[Objective] How many lines in the material below contain the word "bottom"? Reply with the number alone.

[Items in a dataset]
════════
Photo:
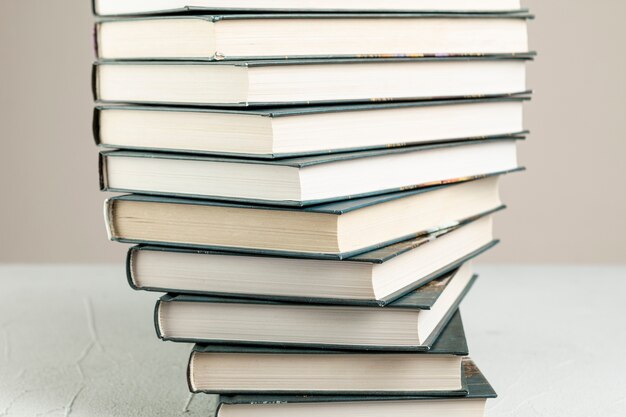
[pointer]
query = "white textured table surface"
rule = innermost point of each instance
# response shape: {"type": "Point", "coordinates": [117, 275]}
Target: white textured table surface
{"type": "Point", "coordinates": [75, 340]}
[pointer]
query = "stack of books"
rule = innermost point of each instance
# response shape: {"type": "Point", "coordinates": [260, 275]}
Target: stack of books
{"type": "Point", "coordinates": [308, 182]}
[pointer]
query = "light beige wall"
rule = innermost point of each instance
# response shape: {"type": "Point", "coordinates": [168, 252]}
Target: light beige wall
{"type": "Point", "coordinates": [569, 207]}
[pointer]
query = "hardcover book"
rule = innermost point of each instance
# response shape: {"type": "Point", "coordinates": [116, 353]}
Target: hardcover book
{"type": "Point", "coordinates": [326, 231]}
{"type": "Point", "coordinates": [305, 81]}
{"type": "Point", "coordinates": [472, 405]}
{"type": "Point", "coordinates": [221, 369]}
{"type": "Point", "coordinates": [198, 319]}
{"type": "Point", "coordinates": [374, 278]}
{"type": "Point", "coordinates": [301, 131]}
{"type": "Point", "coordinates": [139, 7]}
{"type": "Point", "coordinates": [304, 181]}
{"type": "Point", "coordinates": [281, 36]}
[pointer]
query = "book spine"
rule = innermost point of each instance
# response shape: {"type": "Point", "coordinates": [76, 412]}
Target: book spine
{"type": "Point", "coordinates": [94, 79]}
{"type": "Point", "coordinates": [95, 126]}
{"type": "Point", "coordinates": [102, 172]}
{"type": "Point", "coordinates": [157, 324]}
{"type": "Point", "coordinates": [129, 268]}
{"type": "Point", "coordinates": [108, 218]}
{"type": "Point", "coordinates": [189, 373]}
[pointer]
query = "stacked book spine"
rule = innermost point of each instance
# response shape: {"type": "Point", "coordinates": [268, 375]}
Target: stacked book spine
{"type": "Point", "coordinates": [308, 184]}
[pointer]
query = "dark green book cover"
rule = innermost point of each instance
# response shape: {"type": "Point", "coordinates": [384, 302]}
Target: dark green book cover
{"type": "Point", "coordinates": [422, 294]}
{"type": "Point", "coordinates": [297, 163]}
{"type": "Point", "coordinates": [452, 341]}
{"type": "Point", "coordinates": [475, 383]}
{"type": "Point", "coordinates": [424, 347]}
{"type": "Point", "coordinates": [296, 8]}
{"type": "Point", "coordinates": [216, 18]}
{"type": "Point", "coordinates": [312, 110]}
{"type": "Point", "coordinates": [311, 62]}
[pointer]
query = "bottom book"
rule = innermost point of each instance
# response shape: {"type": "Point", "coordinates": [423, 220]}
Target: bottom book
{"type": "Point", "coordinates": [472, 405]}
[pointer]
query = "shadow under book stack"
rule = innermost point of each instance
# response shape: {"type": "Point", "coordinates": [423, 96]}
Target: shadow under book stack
════════
[Response to this exercise] 2